■ WHAT THE TASK ASKS
List every line of the material below that contains the word "each", treating uppercase and lowercase as distinct.

■ DATA TO USE
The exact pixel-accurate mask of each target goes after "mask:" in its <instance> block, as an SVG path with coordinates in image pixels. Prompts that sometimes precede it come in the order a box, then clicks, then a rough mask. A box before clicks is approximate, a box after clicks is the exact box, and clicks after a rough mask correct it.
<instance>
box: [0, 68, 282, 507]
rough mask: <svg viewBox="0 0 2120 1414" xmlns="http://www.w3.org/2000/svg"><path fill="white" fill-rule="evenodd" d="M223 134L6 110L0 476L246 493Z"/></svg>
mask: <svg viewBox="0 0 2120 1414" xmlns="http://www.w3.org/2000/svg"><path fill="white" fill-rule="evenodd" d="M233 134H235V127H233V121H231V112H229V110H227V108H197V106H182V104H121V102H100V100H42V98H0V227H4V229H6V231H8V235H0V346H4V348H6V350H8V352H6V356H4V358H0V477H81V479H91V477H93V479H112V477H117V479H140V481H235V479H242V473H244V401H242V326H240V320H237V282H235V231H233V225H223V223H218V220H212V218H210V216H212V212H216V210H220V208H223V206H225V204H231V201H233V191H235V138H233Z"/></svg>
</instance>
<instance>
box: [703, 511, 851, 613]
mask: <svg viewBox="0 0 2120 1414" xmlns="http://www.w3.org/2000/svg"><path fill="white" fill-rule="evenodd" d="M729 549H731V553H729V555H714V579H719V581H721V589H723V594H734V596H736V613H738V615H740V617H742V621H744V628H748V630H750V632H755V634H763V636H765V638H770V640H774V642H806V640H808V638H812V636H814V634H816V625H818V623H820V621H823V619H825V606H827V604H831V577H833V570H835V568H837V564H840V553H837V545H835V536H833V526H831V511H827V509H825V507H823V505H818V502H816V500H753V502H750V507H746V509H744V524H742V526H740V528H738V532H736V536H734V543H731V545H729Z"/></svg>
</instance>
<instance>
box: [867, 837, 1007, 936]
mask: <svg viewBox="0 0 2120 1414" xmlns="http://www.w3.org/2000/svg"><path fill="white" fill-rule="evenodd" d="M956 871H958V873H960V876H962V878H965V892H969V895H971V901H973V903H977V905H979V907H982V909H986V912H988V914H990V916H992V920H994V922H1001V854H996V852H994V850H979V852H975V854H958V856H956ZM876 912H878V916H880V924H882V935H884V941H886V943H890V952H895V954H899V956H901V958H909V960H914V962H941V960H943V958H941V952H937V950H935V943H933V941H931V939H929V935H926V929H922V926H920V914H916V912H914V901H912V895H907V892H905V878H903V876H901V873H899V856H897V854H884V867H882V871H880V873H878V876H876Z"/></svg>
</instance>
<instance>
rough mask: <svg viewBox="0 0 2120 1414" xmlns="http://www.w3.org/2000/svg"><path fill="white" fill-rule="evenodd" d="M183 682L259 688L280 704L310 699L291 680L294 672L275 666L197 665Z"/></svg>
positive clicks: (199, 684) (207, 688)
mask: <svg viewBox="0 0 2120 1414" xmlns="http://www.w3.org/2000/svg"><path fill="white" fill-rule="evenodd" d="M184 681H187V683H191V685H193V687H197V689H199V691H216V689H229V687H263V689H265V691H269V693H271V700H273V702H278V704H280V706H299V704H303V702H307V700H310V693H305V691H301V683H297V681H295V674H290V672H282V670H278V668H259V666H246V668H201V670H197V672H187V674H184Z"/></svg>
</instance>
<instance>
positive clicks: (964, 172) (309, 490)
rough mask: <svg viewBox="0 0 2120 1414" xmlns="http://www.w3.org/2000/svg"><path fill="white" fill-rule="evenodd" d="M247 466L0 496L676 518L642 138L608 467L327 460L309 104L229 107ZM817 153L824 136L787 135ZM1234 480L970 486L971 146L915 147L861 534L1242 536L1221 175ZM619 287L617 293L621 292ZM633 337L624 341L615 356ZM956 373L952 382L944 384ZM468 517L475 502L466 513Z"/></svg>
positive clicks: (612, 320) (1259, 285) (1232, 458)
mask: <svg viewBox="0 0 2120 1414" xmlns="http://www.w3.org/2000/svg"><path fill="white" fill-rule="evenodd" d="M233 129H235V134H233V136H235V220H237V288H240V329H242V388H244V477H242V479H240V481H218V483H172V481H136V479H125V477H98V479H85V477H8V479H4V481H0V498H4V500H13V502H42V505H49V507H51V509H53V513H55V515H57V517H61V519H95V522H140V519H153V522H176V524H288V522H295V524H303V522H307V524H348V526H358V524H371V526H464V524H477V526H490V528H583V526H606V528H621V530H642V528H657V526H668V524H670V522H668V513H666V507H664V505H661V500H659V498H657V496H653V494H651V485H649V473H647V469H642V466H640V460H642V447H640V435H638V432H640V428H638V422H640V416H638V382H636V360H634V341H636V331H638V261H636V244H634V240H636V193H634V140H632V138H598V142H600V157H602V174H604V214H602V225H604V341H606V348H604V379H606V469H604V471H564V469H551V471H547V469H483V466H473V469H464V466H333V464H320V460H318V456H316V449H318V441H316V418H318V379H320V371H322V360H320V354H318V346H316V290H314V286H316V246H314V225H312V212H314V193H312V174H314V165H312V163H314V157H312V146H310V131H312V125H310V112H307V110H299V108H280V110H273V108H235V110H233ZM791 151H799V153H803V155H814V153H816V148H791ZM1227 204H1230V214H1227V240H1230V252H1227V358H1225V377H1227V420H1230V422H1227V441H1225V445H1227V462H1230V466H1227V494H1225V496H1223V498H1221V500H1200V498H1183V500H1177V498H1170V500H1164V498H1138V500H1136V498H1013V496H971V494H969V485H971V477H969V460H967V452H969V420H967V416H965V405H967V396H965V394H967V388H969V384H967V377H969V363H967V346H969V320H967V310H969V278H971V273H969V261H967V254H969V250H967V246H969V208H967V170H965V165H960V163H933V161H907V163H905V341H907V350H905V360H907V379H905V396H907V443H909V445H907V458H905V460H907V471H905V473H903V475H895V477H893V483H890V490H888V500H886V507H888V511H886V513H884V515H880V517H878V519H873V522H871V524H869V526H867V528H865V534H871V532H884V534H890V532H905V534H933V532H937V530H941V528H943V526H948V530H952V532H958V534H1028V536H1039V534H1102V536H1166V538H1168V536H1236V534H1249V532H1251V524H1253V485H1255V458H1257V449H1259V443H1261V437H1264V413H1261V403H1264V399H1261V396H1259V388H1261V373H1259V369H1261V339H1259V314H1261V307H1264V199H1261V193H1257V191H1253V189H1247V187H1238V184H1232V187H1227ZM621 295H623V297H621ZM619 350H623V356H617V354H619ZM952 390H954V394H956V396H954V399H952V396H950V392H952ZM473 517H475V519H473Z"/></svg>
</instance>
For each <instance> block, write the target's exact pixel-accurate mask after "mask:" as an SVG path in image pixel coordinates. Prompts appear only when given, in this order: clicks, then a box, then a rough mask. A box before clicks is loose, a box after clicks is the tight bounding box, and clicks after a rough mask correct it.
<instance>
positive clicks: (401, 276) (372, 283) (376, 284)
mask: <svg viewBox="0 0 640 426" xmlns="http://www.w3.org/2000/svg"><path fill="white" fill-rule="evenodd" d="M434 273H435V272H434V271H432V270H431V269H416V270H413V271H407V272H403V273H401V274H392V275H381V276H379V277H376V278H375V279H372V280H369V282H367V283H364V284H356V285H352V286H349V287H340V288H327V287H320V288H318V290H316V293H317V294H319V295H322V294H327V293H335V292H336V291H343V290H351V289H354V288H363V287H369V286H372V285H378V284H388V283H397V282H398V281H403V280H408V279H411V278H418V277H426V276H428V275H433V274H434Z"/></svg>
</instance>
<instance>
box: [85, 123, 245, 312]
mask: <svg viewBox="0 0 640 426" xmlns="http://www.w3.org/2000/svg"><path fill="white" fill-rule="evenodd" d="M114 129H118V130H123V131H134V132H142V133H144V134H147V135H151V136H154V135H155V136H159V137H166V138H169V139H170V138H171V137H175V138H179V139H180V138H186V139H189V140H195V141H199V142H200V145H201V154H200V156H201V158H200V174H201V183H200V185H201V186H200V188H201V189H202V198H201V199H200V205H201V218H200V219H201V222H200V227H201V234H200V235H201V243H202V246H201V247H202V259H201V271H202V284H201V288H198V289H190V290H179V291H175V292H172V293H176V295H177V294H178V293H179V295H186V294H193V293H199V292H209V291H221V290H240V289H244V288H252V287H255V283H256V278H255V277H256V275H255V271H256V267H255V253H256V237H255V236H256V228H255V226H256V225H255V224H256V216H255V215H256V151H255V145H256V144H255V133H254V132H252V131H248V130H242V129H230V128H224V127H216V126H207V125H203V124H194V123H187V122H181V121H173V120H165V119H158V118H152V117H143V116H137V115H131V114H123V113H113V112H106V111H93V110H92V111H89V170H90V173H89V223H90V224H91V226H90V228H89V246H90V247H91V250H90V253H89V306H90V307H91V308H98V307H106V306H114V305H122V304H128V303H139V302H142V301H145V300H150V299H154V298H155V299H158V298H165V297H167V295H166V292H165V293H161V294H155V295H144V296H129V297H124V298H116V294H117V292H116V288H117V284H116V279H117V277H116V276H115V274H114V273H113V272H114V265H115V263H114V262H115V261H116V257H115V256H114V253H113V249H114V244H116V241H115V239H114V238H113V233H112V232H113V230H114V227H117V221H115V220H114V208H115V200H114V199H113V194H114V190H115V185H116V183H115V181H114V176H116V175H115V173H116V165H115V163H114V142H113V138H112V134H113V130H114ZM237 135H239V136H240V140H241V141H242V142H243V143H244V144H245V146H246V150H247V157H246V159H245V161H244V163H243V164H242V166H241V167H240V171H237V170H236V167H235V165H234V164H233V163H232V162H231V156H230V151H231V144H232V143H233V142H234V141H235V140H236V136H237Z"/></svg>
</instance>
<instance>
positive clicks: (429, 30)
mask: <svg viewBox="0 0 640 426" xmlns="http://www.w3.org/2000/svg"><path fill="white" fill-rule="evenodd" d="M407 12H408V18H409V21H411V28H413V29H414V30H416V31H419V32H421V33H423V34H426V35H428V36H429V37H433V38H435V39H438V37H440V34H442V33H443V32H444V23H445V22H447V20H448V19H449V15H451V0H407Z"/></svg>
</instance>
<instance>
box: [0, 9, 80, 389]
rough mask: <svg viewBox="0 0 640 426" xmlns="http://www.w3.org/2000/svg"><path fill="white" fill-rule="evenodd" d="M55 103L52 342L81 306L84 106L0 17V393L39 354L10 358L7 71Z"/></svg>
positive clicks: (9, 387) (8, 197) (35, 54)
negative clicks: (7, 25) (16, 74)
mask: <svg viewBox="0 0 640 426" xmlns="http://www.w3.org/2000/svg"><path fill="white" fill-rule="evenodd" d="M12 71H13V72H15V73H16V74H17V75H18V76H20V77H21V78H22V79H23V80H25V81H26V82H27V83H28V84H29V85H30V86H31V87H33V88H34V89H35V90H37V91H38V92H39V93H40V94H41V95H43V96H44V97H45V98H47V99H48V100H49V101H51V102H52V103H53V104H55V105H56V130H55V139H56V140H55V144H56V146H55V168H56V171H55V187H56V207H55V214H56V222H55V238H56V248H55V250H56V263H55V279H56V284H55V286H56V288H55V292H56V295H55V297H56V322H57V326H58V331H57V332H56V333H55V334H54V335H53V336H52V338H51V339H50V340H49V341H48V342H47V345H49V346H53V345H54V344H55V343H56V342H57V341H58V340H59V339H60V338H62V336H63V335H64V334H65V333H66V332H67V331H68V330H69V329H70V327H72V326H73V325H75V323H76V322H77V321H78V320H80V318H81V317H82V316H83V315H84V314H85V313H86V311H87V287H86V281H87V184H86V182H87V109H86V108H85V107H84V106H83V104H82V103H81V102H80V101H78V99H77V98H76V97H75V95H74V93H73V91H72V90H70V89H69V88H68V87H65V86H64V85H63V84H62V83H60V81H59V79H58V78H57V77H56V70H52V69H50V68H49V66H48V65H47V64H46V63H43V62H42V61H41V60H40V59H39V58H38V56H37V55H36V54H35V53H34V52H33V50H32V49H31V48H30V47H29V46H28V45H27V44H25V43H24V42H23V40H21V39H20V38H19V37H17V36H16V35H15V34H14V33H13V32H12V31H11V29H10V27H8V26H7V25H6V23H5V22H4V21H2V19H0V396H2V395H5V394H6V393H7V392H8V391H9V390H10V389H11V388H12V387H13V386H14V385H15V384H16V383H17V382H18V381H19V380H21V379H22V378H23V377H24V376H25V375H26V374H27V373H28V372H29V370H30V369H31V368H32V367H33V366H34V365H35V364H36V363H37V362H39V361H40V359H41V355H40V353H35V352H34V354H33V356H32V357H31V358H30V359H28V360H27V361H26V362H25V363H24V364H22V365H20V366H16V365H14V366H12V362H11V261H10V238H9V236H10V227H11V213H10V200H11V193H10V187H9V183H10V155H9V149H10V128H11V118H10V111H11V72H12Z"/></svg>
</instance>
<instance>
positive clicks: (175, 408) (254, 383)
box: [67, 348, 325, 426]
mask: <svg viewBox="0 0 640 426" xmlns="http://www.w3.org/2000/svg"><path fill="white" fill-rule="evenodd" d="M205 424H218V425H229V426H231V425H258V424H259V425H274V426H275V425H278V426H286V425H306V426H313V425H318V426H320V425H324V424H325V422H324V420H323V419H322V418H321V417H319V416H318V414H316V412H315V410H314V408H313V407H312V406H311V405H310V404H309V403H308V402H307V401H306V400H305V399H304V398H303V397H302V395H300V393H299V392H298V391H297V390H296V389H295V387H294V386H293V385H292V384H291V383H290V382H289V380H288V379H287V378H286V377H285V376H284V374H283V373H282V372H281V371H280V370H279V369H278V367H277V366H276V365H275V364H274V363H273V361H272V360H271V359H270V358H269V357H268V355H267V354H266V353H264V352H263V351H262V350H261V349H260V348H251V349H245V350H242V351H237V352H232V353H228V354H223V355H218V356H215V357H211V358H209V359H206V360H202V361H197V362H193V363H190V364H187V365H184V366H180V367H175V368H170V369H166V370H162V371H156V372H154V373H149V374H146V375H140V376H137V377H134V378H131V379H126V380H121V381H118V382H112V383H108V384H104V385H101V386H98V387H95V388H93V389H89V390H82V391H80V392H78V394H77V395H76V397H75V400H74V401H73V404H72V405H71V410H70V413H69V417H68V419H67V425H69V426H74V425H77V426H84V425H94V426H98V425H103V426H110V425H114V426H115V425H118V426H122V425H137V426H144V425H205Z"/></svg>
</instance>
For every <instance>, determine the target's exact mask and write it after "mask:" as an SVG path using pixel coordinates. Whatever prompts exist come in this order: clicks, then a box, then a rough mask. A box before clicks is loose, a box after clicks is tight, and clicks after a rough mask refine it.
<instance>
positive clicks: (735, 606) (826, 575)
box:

■ WRITTEN ANSWER
The exact pixel-accurate mask of each target goes after "mask:" in its <instance> block, as an SVG path with coordinates in image pixels. Prompts that sometimes precede it come in the order a box, then clicks, then a rough mask. A box before clicks is approximate, a box after clicks is the exact box, and clicks after a rough mask correct it.
For each <instance> block, write the target's exact pixel-accurate mask after "mask:" as an SVG path in image pixel coordinates. Prompts appear only when given, in this order: clicks, then a box, then a rough mask. A box before clicks is loose, a box after clicks is the tight bounding box, and clicks after a rough mask correct it.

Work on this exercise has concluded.